> _Given exercise A_: Pick out and copy every line of the records that contains the word "white". Case counts.

> _Page_:
-=-=-

With Fulton likely to be missing, the Republicans (in the minority) would manage their efforts through Rep. Charles Mosher (R-OH). Mosher was deeply troubled by the increases to federal spending. The $300 million proposed by Teague’s subcommittee and adopted by the full science committee was too much for him to support. Mosher went to see Minority Leader Gerald R. Ford (R-MI). Ford had little love for the Shuttle idea as well, and was also concerned about the big increase. If Nixon wanted the Shuttle, why didn’t he say so? And if Nixon would accept the increases, he should day that, too. Instead, the White House was still silent on what kind of space program it envisioned after Apollo.

Together, Ford and Mosher agreed to support cutting the Shuttle funds from the NASA bill when it got to the House floor. In essence, they would join forces with Karth, who was also planning a move of his own.

Mosher called together his supporters- Reps. Roudebush, Winn, Frey, and Price. Had Fulton been present, an anti-Shuttle coalition would have been much harder to assemble among the Republicans. But in his absence, Mosher thought the cuts would stand.
The final debate began on April 23, 1970, less than two weeks after the crippled Apollo 13 had returned from the Moon.

Chairman Miller rose to defend his requests for NASA increases for the proposed Shuttle project. “The key to success for the nation’s future space effort lies in the development of a low-cost recoverable and reusable space transportation system,” Miller told the House. “The Space Shuttle will dramatically reduce the cost of putting people and cargo into space.”

Mosher rose to attack the increases. He expressed dismay that manned spaceflight was getting so large a budget boost beyond the administration’s request, and in light of the reductions being made to robotic space missions.

Karth now rose and proposed a substitute. He would fund the Shuttle at a study level only. His amendment would strip out $240 million of Teague’s increases, and cut another $50 million from manned spaceflight and another $110 million from Nixon’s NASA request. If it passed, there would be no manned space flight after Skylab.

Karth also suggested that in effect funding for the Shuttle in the 1971 Fiscal Year was the opening gambit in a NASA effort to override Nixon and get support for a manned Mars mission. “This mission to Mars will cost $50 to $100 billion before its over,” Karth said. The Shuttle was but a down payment on the idea. Even the space station could only be justified by its role in planning more advanced manned missions. And he was against that, too.

-=-=-

Data taken from a collection
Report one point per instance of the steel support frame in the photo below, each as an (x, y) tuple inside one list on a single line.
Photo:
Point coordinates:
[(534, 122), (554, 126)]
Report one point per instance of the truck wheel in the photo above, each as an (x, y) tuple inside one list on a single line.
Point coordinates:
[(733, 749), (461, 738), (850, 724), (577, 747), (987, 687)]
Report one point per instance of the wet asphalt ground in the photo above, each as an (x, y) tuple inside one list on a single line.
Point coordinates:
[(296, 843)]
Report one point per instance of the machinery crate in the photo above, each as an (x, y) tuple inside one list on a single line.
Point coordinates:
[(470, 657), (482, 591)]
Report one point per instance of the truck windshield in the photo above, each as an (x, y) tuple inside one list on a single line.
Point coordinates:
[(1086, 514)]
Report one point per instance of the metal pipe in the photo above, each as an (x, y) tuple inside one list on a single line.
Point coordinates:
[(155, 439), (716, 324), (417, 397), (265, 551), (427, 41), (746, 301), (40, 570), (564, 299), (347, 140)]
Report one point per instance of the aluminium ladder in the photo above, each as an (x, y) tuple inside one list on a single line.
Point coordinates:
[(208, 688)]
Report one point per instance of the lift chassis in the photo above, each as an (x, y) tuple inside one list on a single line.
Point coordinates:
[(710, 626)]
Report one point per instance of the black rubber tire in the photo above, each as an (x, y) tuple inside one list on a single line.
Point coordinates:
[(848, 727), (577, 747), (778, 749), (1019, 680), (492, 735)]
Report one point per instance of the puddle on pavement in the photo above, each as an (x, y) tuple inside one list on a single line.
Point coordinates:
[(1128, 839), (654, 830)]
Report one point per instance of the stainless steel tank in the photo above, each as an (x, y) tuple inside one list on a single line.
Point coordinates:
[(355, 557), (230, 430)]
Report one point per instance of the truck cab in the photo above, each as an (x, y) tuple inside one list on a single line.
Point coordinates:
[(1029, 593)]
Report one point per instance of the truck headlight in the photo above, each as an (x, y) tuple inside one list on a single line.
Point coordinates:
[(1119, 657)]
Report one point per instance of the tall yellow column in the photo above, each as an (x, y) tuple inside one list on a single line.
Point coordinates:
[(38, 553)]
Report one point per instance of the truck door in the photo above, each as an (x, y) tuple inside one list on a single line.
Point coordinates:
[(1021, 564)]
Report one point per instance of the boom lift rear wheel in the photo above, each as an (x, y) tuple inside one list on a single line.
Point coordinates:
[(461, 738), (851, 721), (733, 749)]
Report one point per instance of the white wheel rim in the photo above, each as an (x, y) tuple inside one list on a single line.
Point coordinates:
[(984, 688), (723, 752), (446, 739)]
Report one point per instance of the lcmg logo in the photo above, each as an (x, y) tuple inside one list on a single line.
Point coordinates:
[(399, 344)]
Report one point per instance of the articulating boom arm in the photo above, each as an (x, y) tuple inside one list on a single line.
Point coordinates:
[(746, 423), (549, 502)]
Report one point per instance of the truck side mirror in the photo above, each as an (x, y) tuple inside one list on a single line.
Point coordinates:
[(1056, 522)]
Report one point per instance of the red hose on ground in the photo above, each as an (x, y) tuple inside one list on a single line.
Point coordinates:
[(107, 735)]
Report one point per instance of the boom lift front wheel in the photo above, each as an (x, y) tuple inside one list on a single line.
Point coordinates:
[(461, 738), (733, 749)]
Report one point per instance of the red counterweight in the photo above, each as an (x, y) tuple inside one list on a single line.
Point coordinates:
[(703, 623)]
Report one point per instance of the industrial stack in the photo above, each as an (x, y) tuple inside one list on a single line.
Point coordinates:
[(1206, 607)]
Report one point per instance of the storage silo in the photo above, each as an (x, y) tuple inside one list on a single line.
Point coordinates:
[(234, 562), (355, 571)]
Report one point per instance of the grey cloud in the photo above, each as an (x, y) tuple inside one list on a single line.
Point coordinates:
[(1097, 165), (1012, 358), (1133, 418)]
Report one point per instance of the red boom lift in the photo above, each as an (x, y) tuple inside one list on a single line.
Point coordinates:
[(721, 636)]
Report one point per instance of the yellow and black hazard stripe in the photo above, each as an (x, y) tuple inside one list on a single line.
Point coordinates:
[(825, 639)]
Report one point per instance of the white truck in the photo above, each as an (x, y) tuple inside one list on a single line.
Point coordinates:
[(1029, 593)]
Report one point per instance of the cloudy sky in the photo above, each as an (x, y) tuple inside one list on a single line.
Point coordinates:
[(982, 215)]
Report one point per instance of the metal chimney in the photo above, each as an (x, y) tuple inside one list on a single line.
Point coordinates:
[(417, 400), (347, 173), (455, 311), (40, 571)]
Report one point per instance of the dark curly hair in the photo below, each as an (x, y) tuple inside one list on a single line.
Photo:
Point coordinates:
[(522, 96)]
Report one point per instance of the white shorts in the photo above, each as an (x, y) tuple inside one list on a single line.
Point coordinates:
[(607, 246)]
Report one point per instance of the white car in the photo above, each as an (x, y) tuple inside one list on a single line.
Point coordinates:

-=-=-

> _Given exercise B_: Decide whether each statement agrees with the passage above on the 1970 House debate over Shuttle funding. Answer yes or no for each, and quote the words of the passage that decide it. (i) Karth's amendment would remove $240 million of Teague's increases. (ii) Ford strongly favored the Shuttle idea. (iii) Karth said a mission to Mars would cost $50 to $100 billion.

> _Final answer A_:
Report one point per instance of the white wheel rim in the photo above, each as an (x, y) tuple inside one list on a single line.
Report one point per instance of the white truck in the photo above, each as an (x, y) tuple inside one list on a single line.
Report one point per instance of the white shorts in the photo above, each as an (x, y) tuple inside one list on a single line.
Report one point per instance of the white car in the photo above, each as an (x, y) tuple inside one list on a single line.

> _Final answer B_:
(i) Yes: "His amendment would strip out $240 million of Teague’s increases"
(ii) No: "Ford had little love for the Shuttle idea as well"
(iii) Yes: "This mission to Mars will cost $50 to $100 billion before its over"